Convert everything from the line containing "e.g. [(499, 92)]" down to the line containing "[(196, 123), (321, 217), (494, 270), (71, 176), (132, 105)]" into a numbered list, leaving out blank lines. Include both of those lines and no others from the records.

Dataset rows:
--------------------------------

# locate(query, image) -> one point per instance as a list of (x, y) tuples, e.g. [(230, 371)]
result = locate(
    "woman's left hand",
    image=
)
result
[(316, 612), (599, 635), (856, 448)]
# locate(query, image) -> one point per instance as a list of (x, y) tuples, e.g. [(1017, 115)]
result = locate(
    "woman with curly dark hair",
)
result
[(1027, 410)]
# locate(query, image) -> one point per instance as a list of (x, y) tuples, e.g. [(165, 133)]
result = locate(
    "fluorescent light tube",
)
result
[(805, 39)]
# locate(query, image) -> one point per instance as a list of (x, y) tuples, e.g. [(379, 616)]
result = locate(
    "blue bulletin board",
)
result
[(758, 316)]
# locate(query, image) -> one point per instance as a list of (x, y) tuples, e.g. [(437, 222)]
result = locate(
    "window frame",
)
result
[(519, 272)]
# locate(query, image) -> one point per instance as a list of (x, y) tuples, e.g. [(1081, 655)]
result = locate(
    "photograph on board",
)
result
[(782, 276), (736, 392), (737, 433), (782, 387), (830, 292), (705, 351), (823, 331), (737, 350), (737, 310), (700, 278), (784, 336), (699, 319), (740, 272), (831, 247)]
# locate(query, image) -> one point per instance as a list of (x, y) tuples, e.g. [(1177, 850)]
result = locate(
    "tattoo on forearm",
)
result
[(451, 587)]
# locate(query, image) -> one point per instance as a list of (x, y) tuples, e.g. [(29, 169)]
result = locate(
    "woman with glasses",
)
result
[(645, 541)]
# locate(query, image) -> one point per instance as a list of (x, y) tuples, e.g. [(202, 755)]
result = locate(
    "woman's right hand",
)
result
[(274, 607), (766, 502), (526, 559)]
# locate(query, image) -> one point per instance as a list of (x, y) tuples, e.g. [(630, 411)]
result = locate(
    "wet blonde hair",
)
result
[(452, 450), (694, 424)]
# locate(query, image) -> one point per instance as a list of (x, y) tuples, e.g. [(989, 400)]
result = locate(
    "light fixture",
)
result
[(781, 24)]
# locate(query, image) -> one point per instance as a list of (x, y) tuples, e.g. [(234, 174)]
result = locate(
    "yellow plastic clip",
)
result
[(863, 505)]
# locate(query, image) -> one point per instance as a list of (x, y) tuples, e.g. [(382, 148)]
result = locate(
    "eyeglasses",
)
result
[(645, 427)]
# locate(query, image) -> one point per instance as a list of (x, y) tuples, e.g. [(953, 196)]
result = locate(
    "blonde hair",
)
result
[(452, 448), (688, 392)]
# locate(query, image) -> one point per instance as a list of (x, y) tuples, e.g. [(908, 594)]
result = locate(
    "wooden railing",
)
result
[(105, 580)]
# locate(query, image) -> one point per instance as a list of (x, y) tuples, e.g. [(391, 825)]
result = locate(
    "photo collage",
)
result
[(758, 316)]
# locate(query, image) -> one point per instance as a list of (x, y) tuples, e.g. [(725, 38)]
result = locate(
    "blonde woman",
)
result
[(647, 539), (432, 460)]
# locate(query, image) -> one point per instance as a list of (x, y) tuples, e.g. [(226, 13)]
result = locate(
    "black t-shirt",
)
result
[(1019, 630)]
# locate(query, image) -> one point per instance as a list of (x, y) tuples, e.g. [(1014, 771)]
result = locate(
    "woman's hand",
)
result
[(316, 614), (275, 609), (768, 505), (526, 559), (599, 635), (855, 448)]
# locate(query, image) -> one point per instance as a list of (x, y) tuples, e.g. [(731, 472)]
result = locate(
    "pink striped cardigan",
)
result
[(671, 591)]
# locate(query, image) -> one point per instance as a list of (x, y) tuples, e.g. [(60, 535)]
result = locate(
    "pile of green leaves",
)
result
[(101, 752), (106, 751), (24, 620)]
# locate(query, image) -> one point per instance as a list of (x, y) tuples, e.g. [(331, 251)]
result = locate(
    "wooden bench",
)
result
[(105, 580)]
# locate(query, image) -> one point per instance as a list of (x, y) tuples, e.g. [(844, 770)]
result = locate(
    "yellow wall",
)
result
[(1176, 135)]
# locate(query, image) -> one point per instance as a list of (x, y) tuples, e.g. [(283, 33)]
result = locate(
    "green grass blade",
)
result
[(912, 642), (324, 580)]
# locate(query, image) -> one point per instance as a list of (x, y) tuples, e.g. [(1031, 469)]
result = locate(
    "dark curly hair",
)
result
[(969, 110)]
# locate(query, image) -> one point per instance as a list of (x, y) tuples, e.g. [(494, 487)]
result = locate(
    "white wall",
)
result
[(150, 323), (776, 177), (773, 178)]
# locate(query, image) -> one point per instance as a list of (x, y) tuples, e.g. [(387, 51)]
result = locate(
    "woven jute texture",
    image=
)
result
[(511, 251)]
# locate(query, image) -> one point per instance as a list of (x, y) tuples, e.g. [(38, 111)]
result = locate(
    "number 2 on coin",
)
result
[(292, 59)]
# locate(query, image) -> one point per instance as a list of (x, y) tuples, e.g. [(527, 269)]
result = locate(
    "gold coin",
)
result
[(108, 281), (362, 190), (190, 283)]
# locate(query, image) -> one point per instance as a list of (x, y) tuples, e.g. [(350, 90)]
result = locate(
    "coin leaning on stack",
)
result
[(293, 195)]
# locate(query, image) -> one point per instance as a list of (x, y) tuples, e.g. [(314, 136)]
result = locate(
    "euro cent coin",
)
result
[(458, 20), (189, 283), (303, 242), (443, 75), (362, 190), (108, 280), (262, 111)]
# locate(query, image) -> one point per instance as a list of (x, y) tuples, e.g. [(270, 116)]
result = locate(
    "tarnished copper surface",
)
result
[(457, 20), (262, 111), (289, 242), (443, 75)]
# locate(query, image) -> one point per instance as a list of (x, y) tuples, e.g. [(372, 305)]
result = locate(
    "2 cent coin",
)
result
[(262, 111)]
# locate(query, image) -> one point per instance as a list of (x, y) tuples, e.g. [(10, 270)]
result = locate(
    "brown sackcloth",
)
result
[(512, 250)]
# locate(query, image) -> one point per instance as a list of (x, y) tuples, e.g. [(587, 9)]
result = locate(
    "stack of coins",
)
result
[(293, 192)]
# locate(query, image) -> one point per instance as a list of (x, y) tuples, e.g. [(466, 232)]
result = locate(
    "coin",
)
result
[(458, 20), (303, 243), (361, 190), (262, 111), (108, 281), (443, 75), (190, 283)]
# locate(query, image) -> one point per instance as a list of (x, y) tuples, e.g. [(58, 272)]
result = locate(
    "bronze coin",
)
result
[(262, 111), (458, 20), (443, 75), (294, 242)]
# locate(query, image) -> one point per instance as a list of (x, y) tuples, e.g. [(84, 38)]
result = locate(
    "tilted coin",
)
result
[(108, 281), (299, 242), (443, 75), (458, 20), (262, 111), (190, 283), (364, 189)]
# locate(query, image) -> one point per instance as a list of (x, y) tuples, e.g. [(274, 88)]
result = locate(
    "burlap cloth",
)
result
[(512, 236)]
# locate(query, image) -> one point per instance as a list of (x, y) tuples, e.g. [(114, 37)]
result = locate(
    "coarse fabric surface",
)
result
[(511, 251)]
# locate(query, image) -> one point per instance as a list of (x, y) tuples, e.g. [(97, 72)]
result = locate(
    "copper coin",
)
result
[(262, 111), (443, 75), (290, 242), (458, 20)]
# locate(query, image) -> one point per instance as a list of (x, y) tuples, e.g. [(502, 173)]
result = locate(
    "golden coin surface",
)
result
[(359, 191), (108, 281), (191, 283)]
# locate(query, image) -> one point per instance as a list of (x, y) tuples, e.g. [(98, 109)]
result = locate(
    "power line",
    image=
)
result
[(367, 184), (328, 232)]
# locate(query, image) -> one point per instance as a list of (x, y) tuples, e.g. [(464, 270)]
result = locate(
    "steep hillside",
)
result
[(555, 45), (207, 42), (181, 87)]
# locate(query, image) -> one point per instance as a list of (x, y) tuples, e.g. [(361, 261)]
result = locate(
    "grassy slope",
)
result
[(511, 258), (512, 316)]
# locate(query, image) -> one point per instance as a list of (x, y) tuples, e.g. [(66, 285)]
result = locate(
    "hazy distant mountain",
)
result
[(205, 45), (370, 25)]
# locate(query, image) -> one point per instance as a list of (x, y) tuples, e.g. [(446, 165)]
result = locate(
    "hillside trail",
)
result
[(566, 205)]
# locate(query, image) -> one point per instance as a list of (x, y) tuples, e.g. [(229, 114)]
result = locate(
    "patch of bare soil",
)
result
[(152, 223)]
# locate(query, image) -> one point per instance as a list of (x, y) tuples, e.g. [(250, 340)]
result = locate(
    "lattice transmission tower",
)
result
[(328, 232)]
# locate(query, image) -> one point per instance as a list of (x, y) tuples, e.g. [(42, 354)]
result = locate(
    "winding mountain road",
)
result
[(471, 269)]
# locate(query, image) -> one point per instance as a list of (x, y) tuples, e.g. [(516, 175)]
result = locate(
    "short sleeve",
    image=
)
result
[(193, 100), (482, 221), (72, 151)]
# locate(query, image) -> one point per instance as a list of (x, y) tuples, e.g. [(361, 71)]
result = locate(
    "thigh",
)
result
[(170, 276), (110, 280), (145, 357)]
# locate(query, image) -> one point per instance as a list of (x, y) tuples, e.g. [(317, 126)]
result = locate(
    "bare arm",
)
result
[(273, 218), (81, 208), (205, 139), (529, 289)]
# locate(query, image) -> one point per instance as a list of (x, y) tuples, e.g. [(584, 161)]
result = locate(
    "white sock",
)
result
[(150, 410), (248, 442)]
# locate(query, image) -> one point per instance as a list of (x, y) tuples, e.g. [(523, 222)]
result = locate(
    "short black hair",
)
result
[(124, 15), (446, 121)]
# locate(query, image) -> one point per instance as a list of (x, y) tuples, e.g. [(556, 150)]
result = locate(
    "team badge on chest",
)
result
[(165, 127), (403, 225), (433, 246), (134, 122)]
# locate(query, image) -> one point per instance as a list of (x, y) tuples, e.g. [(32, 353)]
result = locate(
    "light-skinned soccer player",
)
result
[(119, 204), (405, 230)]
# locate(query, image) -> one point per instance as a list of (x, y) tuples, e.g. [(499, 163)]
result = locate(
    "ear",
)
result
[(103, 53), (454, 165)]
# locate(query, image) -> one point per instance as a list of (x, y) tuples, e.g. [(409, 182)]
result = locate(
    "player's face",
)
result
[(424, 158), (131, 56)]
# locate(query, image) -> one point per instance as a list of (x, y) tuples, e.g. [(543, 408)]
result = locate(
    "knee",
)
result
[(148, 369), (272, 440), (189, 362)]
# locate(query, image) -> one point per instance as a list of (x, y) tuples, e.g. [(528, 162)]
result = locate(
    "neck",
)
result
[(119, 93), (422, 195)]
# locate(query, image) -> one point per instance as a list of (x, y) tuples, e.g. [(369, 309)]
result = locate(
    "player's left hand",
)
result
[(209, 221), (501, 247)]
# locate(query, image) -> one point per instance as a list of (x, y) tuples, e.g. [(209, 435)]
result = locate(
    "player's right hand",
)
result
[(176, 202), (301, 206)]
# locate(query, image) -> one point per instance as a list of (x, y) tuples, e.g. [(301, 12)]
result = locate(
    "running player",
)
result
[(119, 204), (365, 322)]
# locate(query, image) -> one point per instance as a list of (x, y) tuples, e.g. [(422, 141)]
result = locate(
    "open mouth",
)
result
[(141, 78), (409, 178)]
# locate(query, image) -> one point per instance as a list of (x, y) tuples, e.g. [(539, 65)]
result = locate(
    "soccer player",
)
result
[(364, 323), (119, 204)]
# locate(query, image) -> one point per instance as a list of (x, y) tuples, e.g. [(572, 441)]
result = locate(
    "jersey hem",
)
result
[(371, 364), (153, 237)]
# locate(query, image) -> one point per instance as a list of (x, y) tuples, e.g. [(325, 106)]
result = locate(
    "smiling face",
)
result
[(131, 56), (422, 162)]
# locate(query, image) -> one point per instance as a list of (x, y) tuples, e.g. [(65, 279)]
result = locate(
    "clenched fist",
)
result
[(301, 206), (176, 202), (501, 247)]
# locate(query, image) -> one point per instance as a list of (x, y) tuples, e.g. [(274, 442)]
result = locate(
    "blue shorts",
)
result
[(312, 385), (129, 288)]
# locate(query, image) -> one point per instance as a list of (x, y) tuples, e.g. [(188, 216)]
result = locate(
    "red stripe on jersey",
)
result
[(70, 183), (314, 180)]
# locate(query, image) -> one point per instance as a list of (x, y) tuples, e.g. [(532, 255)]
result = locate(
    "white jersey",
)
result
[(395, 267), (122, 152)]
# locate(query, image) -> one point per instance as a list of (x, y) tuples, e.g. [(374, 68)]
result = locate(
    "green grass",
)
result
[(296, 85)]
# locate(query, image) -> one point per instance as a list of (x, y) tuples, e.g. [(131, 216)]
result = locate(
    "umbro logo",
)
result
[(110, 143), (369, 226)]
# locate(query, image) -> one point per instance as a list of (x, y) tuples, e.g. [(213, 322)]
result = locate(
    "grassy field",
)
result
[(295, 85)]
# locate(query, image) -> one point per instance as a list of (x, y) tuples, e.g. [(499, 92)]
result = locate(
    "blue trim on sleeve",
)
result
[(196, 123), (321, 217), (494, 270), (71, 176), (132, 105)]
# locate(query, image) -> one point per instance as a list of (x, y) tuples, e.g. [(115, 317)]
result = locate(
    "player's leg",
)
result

--------------------------------

Response below:
1. # locate(query, image) -> one point per instance as a list of (x, y) tuples, e.g. [(499, 92)]
2. result = locate(
3.     "blue trim on sleeve",
4. )
5. result
6. [(196, 123), (321, 217), (494, 270), (71, 176), (132, 105)]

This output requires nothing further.